◆ TEXT SEGMENT
%%
The other bonus of the jungle trip, which, most of you know, is one of my least favorite climates, was seeing a local village, where I made a new little friend, Sasathi, an 8 year old boy, who walked with me, consistently gazing up with curious brown eyes, for about 2 hours.  He even walked us to the boat to say goodbye and kept waving until we could no longer see him.  It was really touching.  I asked if he wanted to come, but he had other responsibilities.
 
Anyway, back in Pokhara, we visited a beautiful Tibetan Monastery with Chandra, where we sat with the monks chanting for a special, once a year, fire ceremony.  They had beautiful colored flour mandalas, yak butter altar statues and soothing sounds with chanting, bells and drums.  It was truly a magical experience and definitely a different spiritual feel than in Beding, where we carried the drunk lamas home. 
 
We then headed to Bandipur, an historical town which was once the center of the trade route from Tibet, perched on top of a hill, again with incredible views of the mountains which eluded us again.  However, we had a really nice couple of days, the highlight of which (for me, at least), was chatting with two young doctors fulfilling their responsibility to treating patients in a rural area after med school.  One of them was very passionate about promoting change and opportunity in Nepal.  It was nice to see that there are people who don't have the same apathy we've seen in some other locations.  It was a bit sad and surprising to find out that most doctors in Nepal make only $150 -500/month, despite paying $30,000 for med school.  Most of them then leave the country for post doc work in a foreign land, never to return.  Hence, the country is losing intellectuals and motivated young people by the day.  It almost seems a hopeless situation, but the young doctor expressed optimism.
%%
◆ WHAT YOU NEED TO DO
**a)** Translate this sentence from the Nepal travel account into Spanish: "It was truly a magical experience and definitely a different spiritual feel than in Beding, where we carried the drunk lamas home."
**b)** Answer these questions using the Nepal travel account:
(i) How old was Sasathi?
(ii) What produced the soothing sounds at the monastery ceremony?
(iii) How much do most doctors in Nepal earn per month?

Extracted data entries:
%%
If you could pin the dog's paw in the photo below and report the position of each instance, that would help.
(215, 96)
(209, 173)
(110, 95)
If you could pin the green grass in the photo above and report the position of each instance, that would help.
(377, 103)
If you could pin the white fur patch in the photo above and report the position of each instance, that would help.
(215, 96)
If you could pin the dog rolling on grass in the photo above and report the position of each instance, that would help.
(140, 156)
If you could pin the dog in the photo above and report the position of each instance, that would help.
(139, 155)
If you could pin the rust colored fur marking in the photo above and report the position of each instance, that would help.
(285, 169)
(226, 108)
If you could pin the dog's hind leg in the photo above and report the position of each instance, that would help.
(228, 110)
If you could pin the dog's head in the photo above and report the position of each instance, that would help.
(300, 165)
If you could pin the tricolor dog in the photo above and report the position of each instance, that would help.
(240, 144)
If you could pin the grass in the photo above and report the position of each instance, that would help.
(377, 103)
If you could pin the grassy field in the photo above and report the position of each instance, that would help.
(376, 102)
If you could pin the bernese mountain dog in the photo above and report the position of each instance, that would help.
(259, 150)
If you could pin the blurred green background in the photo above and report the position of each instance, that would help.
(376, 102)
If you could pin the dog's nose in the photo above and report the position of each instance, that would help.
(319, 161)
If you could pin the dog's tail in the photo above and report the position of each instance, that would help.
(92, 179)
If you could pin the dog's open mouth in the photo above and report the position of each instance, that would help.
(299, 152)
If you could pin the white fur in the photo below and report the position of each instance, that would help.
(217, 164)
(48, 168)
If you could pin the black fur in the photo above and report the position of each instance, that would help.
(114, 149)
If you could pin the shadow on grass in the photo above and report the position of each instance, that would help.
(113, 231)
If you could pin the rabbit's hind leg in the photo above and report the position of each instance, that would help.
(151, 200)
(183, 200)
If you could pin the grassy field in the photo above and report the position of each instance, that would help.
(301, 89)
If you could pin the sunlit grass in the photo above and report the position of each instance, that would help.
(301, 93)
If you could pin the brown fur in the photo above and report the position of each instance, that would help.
%%
◆ ANSWERS GIVEN
**a)** Fue una experiencia verdaderamente mágica y, sin duda, una sensación espiritual distinta a la de Beding, donde llevamos a casa a los lamas borrachos.

**b)**
(i) 8 years old
(ii) Chanting, bells and drums
(iii) $150–500